• **Entries supplied**
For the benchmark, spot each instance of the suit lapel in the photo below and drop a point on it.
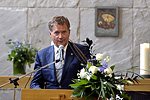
(68, 59)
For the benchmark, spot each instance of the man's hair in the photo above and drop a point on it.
(58, 20)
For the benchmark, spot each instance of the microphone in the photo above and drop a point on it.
(61, 52)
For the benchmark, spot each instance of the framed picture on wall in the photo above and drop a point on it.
(106, 21)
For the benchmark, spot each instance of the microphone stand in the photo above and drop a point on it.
(14, 81)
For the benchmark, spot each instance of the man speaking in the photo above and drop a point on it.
(68, 57)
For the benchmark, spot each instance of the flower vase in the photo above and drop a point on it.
(19, 68)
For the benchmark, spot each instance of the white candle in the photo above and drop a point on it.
(144, 59)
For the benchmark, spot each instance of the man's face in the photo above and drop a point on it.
(60, 35)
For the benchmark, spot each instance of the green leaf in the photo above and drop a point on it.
(82, 82)
(94, 77)
(89, 64)
(78, 92)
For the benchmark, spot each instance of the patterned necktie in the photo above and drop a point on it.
(59, 67)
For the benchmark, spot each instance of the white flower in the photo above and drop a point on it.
(99, 56)
(93, 69)
(119, 87)
(107, 59)
(83, 73)
(88, 77)
(110, 75)
(108, 70)
(129, 82)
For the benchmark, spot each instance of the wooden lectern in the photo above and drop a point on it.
(47, 94)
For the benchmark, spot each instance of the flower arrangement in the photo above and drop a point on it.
(21, 53)
(97, 79)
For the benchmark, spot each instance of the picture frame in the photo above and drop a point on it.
(106, 21)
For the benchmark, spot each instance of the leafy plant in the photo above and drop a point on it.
(21, 52)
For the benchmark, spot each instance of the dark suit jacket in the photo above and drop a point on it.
(47, 76)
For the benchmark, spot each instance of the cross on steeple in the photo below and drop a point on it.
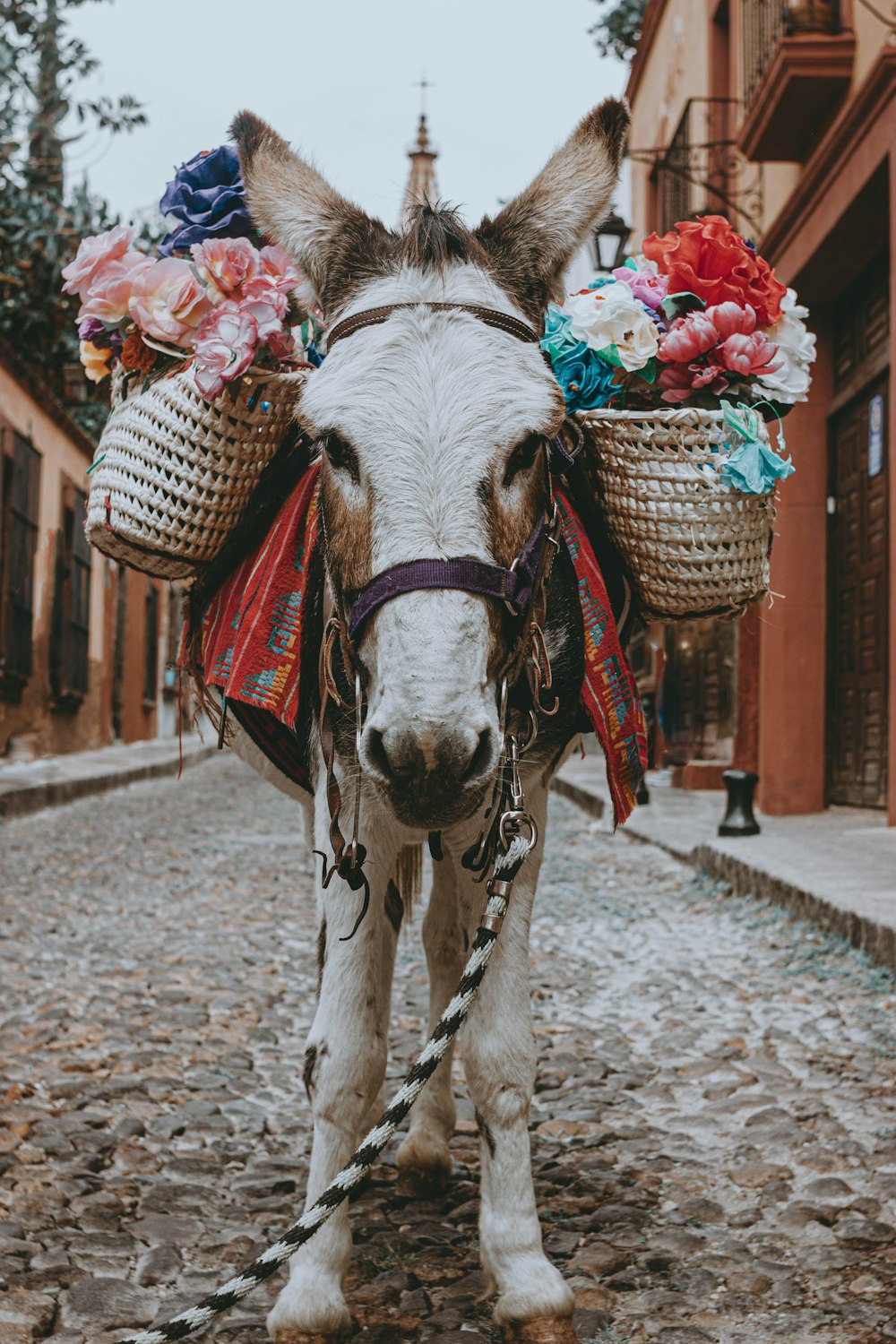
(421, 180)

• **Instructions to follow**
Make an exact copy of all the material, but keep the pictures out of it.

• **Exercise response**
For the benchmark, spot each instance of the suit lapel in the photo below and drop a point on it.
(68, 59)
For the benchmark, spot each instance of the man's hair in the photo above and drop a point on it.
(58, 20)
For the benchmark, spot each instance of the microphone in the photo above and drop a point on it.
(61, 52)
For the benchmark, spot each instance of the framed picture on wall in the photo above and drop a point on it.
(106, 21)
For the benchmark, spot each instance of the microphone stand in the photo above and drop a point on it.
(14, 81)
For the benchmark, spot each instance of the man speaking in the photo above and drop a point on it.
(68, 57)
For the benchmark, spot each instance of the flower vase in the photo above and drop a point on it.
(19, 68)
For the benchmark, spot each instance of the white candle in the photo above and drop a point on it.
(144, 59)
For the benchmark, spot each instance of the man's face in the photo above and drop a point on it.
(60, 35)
For the benchmark, spot each instance of the green leaf in the photo above and drop a point on it.
(82, 82)
(94, 77)
(89, 64)
(78, 92)
For the benchmark, spot each instance of the patterned necktie in the photo above and drop a point on it.
(59, 67)
For the benchmark, spot each instance of the white flower in the photo above and drop a point on it.
(99, 56)
(93, 69)
(119, 87)
(107, 59)
(83, 73)
(88, 77)
(110, 75)
(108, 70)
(129, 82)
For the benchmark, spot each instance of the wooden lectern in the photo above and drop a point on it.
(47, 94)
For the benchmark, spot each instance of the flower arrangement in the photo above and drop a point on it.
(21, 53)
(97, 79)
For the benchmark, spot each instance of the picture frame in the photo above and drop a point on it.
(106, 21)
For the benchmark, spot each instance of the leafy plant in the photo above and drop a point on it.
(21, 52)
For the benchmark, spot each instance of the dark suit jacket in the photo above and drop a point on it.
(47, 76)
For the benchmark, spot each instance of the cross on steeple in the photo below and drop a point on it.
(421, 180)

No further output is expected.